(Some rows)
# # # # # # #

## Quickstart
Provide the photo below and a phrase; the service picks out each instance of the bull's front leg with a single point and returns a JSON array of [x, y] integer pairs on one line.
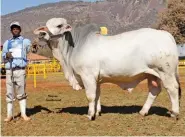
[[90, 89], [98, 104]]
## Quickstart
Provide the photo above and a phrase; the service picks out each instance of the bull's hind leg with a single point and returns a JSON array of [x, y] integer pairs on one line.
[[90, 89], [171, 85], [154, 86]]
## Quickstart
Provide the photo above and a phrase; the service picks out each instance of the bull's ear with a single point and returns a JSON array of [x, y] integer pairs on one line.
[[40, 29], [68, 28]]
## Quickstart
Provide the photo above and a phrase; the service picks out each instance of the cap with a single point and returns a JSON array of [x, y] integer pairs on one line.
[[15, 23]]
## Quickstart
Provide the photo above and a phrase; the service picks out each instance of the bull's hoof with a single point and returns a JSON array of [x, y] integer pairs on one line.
[[173, 115], [143, 113], [92, 118], [77, 87], [98, 113]]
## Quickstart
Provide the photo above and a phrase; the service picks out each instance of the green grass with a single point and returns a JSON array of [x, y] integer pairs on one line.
[[68, 116]]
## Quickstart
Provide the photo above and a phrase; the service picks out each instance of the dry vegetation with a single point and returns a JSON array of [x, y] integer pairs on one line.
[[173, 20], [65, 115]]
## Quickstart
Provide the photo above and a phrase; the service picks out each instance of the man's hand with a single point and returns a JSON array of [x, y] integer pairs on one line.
[[9, 55]]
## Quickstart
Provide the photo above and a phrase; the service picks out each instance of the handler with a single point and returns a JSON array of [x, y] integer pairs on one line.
[[15, 56]]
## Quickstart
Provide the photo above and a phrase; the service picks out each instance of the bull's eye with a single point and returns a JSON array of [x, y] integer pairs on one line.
[[60, 26]]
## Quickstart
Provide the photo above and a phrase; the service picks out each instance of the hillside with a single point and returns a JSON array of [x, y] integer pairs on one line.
[[116, 15]]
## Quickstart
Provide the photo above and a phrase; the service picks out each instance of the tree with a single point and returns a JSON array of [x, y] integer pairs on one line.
[[173, 20]]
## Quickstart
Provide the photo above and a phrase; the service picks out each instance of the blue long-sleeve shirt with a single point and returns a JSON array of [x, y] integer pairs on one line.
[[17, 43]]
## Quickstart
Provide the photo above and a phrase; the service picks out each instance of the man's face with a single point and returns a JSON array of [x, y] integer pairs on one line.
[[16, 31]]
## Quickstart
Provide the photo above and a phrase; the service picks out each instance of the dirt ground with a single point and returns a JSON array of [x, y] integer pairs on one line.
[[57, 110]]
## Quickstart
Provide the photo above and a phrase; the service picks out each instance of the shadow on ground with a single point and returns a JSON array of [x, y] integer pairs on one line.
[[115, 109], [37, 109]]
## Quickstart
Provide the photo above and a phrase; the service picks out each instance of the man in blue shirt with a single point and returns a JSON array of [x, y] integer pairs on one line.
[[14, 55]]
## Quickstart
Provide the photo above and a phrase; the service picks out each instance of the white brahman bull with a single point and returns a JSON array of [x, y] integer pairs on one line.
[[124, 59]]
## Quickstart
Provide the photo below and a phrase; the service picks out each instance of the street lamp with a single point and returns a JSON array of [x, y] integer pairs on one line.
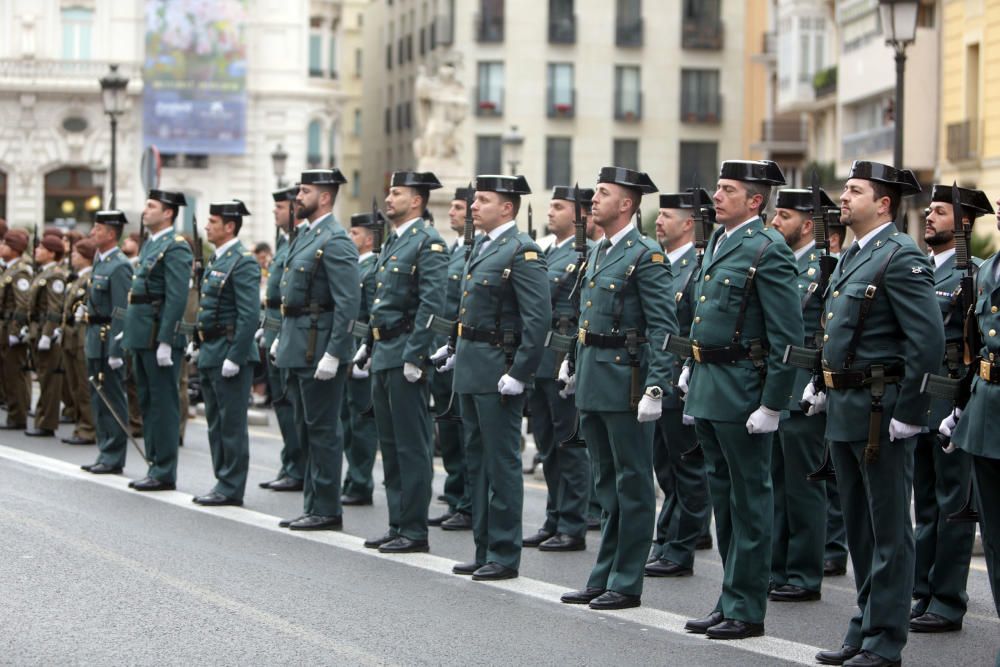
[[113, 86], [514, 142]]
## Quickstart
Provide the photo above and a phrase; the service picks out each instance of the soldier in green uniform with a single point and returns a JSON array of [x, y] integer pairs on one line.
[[319, 303], [883, 333], [622, 374], [553, 411], [15, 285], [747, 312], [799, 538], [411, 274], [226, 352], [941, 480], [72, 332], [109, 285], [292, 458], [360, 437], [686, 511], [44, 313], [451, 441], [153, 335], [503, 319]]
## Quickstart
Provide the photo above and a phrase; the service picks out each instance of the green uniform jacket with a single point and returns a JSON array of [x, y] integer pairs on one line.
[[730, 392], [163, 273], [321, 270], [980, 422], [903, 328], [412, 273], [109, 285], [523, 306], [604, 375], [230, 292]]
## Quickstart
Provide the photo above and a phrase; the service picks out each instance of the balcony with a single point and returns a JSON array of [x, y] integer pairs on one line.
[[702, 35], [963, 141]]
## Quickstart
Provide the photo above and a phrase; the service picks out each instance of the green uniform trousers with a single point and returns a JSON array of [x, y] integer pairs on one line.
[[621, 455], [160, 405], [875, 499], [567, 469], [493, 455], [457, 485], [360, 438], [402, 420], [317, 405], [686, 512], [292, 465], [943, 549], [739, 479], [799, 537], [228, 438], [112, 441]]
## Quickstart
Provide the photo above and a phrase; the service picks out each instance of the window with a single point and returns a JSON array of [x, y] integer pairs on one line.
[[626, 153], [489, 92], [561, 94], [558, 161], [488, 155], [77, 29], [628, 93], [700, 99]]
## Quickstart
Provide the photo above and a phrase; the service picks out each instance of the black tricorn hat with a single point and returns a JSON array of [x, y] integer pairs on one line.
[[114, 218], [974, 202], [228, 209], [903, 179], [323, 177], [753, 171], [801, 200], [415, 179], [505, 185], [627, 178], [168, 198]]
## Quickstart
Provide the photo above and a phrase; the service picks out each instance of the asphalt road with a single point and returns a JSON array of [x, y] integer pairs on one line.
[[94, 573]]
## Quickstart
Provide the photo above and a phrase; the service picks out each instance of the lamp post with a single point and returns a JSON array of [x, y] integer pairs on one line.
[[113, 86]]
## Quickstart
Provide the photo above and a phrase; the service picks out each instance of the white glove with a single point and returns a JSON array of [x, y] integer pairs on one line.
[[900, 431], [411, 372], [650, 409], [816, 400], [327, 367], [509, 386], [163, 354], [763, 420]]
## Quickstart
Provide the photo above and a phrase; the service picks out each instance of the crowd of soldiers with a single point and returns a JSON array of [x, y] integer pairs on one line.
[[741, 366]]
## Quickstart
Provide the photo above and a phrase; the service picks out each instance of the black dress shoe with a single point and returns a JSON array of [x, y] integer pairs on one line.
[[536, 539], [869, 659], [790, 593], [614, 600], [150, 484], [701, 625], [667, 568], [215, 499], [318, 522], [730, 628], [458, 521], [404, 545], [931, 622], [102, 469], [494, 572], [563, 542], [837, 657], [581, 597]]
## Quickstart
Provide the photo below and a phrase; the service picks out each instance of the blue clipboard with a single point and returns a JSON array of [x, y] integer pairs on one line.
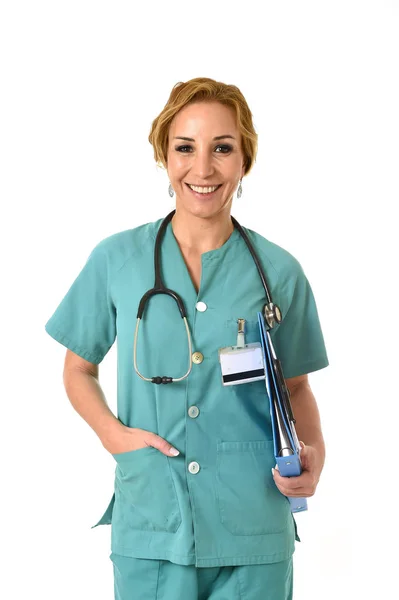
[[286, 443]]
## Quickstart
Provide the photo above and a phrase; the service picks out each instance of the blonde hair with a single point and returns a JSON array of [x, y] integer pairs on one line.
[[203, 89]]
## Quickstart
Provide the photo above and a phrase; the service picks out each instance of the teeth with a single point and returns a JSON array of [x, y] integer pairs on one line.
[[203, 190]]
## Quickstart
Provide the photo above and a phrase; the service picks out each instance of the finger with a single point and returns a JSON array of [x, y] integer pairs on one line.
[[162, 445], [291, 483]]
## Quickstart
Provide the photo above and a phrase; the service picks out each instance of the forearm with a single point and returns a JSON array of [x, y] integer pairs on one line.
[[308, 424], [88, 399]]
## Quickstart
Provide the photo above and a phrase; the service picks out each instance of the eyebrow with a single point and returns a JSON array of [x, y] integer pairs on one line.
[[218, 137]]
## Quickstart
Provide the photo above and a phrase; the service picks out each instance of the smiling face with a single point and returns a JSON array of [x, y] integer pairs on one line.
[[202, 160]]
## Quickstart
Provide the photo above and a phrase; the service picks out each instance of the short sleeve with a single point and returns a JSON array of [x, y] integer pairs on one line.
[[85, 320], [298, 340]]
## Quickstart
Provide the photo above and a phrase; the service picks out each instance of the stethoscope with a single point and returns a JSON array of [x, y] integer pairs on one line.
[[270, 311]]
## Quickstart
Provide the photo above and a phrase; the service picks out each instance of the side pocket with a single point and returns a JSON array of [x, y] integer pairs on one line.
[[106, 519], [145, 493]]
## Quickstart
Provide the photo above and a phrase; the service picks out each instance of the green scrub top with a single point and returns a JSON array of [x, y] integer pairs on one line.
[[216, 503]]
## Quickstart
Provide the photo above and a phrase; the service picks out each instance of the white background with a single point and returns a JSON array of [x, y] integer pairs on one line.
[[81, 83]]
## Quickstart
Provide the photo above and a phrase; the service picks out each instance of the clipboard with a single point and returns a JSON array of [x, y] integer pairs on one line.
[[286, 444]]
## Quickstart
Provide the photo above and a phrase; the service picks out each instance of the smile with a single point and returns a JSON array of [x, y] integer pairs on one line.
[[203, 191]]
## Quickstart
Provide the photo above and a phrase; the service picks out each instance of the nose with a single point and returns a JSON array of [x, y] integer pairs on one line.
[[202, 167]]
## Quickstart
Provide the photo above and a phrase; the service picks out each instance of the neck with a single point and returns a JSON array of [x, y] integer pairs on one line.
[[200, 235]]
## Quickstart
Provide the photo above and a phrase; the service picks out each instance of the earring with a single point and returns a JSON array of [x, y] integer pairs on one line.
[[239, 191]]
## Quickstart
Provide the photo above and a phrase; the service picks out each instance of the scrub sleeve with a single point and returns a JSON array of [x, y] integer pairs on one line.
[[85, 320]]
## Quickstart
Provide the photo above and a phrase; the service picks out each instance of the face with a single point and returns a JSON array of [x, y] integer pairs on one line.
[[196, 158]]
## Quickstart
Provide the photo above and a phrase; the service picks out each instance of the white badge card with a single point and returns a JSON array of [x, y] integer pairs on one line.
[[242, 363]]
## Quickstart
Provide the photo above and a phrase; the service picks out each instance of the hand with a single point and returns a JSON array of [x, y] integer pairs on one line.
[[126, 439], [305, 484]]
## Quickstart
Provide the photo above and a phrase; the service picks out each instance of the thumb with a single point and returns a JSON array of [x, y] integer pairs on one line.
[[163, 446]]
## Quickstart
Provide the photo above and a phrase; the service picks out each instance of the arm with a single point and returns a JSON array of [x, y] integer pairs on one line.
[[86, 396], [308, 428], [84, 391], [307, 417]]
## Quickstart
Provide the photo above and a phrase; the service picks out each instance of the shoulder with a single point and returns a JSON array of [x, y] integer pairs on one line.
[[286, 265], [117, 248]]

# # # # # # #

• Written task:
Transcribe the rows word for word from the beginning through the line containing "[[90, 89], [98, 104]]". Leave out any picture.

• Result of this task:
## Quickstart
Provide the photo below and a phrase; the service picks out each instance of the bull's front leg with a single point and returns a JSON array of [x, y] integer pairs on one line.
[[90, 89], [98, 104]]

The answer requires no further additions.